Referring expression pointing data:
⟨

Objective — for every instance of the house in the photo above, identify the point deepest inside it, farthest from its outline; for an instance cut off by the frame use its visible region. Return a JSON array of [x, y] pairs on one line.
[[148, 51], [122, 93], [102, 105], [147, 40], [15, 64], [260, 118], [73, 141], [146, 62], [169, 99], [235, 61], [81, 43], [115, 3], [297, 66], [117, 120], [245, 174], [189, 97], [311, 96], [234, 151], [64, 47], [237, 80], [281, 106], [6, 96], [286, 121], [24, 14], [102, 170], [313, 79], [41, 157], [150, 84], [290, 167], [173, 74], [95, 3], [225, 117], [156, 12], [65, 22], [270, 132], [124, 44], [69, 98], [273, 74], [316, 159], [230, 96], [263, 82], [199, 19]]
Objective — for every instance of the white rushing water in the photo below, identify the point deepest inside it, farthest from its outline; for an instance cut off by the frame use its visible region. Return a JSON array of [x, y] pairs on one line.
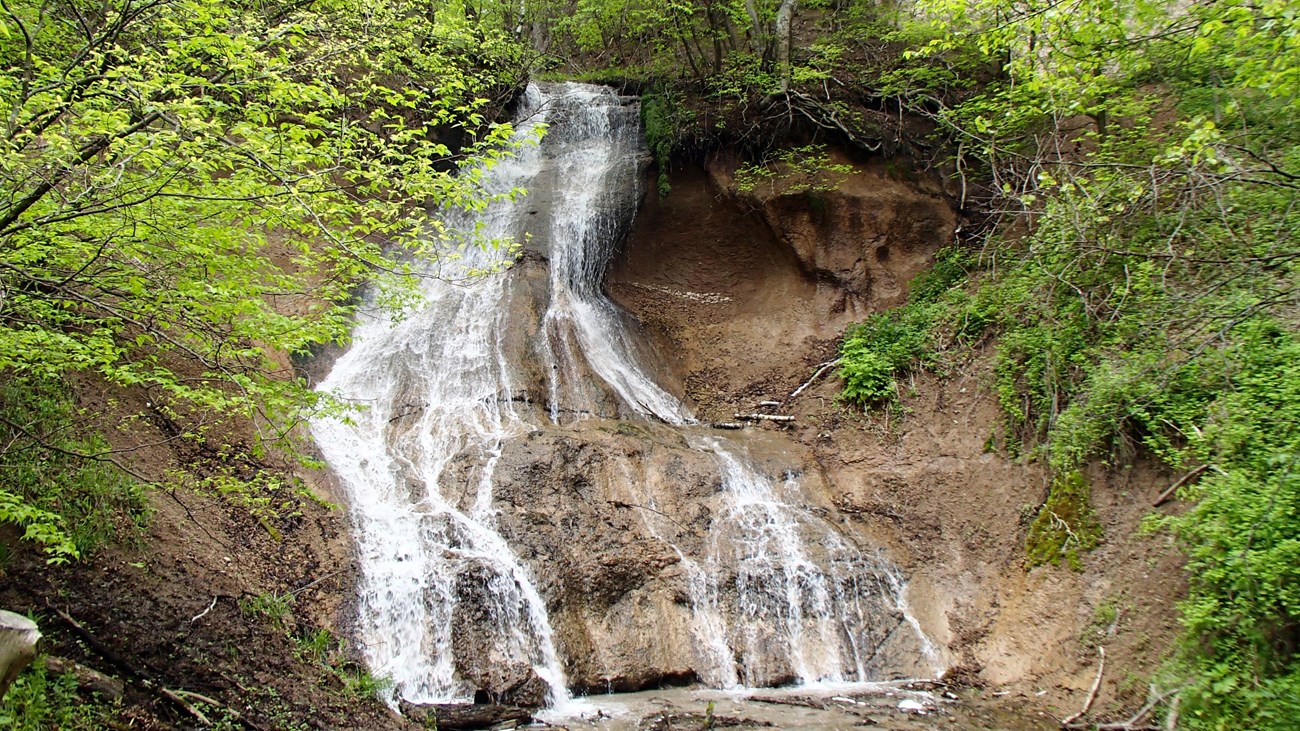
[[776, 596], [436, 394]]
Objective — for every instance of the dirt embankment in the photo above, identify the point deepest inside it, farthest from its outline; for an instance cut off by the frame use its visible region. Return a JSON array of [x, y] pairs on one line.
[[748, 294]]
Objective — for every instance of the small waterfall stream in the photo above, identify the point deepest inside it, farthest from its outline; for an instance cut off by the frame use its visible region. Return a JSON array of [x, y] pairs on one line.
[[776, 595]]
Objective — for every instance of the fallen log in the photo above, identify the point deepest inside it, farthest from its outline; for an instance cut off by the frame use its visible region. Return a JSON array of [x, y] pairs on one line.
[[1092, 693], [780, 418], [822, 368], [467, 717], [18, 637], [87, 678], [1164, 497]]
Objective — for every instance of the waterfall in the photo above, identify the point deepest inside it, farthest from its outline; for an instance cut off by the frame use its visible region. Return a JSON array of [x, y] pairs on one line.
[[432, 427], [776, 595]]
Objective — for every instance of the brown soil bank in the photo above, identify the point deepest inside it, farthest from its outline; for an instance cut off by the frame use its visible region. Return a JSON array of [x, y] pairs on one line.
[[749, 294]]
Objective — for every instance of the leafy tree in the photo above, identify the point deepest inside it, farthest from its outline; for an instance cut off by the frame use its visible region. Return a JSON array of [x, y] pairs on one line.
[[1151, 155], [189, 189]]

⟩

- WHAT YOU ARE ASKED TO DO:
Beginning with the line that contains "Objective — for every instance of the waterfall", return every line through the end of the data above, exactly as written.

- SOLUTION FOR THIS TASK:
Objective — for every instance of the waterfall in the photo above, identify the point deepest inside it, farthest from its outline; for an instance cut off by the frame use its visible region. Return a JSON array of [x, y] pairs on one line.
[[432, 427], [776, 595]]
Objective — for every instance of the brown soil bank in the photo above, identify the point deepest inside it, farthest from its outline; for an instance cut off by the frame use its visible region. Return a JSON array of [x, y] pairs on one line.
[[749, 294]]
Objective — for every instance of the leafy tree in the photo above, identify the point deepest inside it, farthest from its outline; for an instance cut off by the frame use its visible region. Return a JSON array of [x, y] pairs on one line.
[[1151, 155], [189, 189]]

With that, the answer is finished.